+++ Task material +++
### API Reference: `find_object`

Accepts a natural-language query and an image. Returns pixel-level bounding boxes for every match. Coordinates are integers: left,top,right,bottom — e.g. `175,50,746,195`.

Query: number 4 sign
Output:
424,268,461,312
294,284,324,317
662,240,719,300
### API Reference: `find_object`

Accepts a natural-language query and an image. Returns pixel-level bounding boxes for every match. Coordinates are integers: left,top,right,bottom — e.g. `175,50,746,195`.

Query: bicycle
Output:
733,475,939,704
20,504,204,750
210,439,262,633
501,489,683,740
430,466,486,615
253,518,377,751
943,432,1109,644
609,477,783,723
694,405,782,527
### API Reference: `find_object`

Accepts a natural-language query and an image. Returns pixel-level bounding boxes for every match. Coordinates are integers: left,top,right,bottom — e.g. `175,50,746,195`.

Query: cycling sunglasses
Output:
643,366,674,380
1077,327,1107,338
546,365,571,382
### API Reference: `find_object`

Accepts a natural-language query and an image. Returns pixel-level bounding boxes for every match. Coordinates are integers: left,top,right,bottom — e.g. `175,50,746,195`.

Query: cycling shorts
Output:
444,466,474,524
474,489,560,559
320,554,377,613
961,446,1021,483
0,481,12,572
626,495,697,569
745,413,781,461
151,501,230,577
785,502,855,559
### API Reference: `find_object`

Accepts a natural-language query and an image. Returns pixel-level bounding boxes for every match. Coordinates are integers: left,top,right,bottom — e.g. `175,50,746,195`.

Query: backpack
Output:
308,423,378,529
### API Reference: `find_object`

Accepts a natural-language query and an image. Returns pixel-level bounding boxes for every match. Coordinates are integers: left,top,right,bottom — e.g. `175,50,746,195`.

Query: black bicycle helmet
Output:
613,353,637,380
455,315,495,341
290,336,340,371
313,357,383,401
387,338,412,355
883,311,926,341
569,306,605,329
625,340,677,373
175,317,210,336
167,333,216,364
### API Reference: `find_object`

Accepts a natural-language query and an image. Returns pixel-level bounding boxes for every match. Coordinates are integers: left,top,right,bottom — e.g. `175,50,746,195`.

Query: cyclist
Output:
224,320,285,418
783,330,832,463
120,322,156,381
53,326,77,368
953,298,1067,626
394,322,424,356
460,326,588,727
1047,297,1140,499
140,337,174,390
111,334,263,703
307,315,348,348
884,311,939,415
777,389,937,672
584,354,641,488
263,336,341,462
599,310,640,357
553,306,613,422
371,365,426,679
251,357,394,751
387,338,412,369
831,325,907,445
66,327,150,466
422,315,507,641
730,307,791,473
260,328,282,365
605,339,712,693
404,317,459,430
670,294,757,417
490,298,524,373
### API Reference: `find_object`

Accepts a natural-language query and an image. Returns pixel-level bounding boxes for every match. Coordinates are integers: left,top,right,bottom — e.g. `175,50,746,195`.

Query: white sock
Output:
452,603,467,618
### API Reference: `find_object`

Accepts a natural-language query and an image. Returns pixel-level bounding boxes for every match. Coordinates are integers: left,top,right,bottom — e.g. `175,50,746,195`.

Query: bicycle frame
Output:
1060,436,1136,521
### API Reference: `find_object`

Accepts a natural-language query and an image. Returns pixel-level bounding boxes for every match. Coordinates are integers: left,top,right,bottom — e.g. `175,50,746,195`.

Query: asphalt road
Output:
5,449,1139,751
+++
Instructions for the task
Every entry must be printed again, exactly as it reads.

Answer to the problem
### API Reference: `find_object`

Accepts a natural-language query and an image. Returns pixel-level bounding boxes for every match. Coordinates are integers: left,top,right,bottom — e.g. `175,50,746,195`.

Query: number 4 sign
Output:
424,268,461,312
294,284,324,317
662,240,719,300
### API Reference: `find_object`

Accepts a natural-language query and an image. Returns pixel-level bounding boxes for every match. Coordinates are integers: left,top,right,bottom — e.g. `175,50,746,195`.

Query: bicycle
Output:
733,475,939,704
20,504,204,750
210,439,262,633
501,489,683,740
430,466,486,615
253,518,377,751
943,432,1109,644
609,477,783,723
694,405,782,527
### API Reference: `find_object`

Accepts a natural-language query and an image. Returns pixel-level bounding boxes for every match. Coordinates are integers: left,top,right,bottom — e.g. `175,50,746,195`.

Query: cycling sunglasses
Output:
643,366,674,380
1077,327,1107,338
546,365,571,382
### API Reference: `find_object`

Accepts a natural-language query and an image. Returns pixel-level bounding boxes for every match. Coordinates are integers: left,top,right,bottom — e.g. `175,50,746,195`.

Query: cycling shorts
Output:
444,466,474,524
474,489,560,559
320,554,377,613
961,446,1021,483
0,481,12,572
626,495,697,569
745,413,781,461
151,501,230,577
785,502,855,559
### API Reference: `find_object`

Accepts a natural-language query and an image. Returns pixel-level bounding boxes for every match. Coordinates are integers: left,top,right,bottom — e.g. `175,50,746,195`.

Query: backpack
Output:
308,423,378,529
### API Reference: `find_object`

Accepts a natural-language query and an image. Returns pixel-level bounding boxes for every match. Coordinates are integers: left,top,right,bottom — e.g. `175,50,746,195`.

Query: black bicycle helmet
Output:
613,353,637,380
455,315,495,341
290,336,340,371
313,357,383,401
387,338,412,355
883,311,926,341
569,306,605,329
625,340,677,373
175,317,210,336
167,333,216,364
### API Reference: `find_object`

Accepts a natural-language query and an image. Returns pixel-level bounding boxes for every match. Coordinates are integers: left,top,right,bottom — e.g. `175,50,746,195`.

Query: cyclist
Output:
224,320,285,418
783,330,832,463
120,322,156,381
53,326,77,368
953,298,1067,626
394,322,424,356
460,326,588,727
1047,297,1140,499
140,337,174,390
111,334,263,703
307,315,348,348
884,311,939,415
777,389,937,672
584,354,641,488
263,336,341,462
599,310,640,357
553,306,613,422
371,365,426,679
251,357,394,751
387,338,412,369
831,325,907,445
66,327,150,466
422,315,507,641
730,307,791,473
260,328,282,365
605,339,712,693
404,317,459,430
670,294,757,417
490,298,524,373
### API Reference: `find_object`

Accepts a natural-language query and an image. Returns pixel-level bounding boxes for every match. Coordinates are integers: left,top,right,bottom — e.g. `175,50,746,195`.

Query: white sock
Output:
452,603,467,618
### API Reference: `find_object`

Accepts a natural-language query and an image. Returns pixel-level bounding boxes for every match. Coordinates are integers: left,top,right,bottom — e.g. `175,50,746,195`.

Query: bicycle frame
Output:
1060,436,1136,521
### API Reference: `find_object`

Accepts a natural-language query and an image. Returns pixel-level bounding boxes for every match. Coordinates are integers: left,top,right,bottom — e.g. `175,50,746,195`.

Query: asphalt road
Output:
5,449,1139,751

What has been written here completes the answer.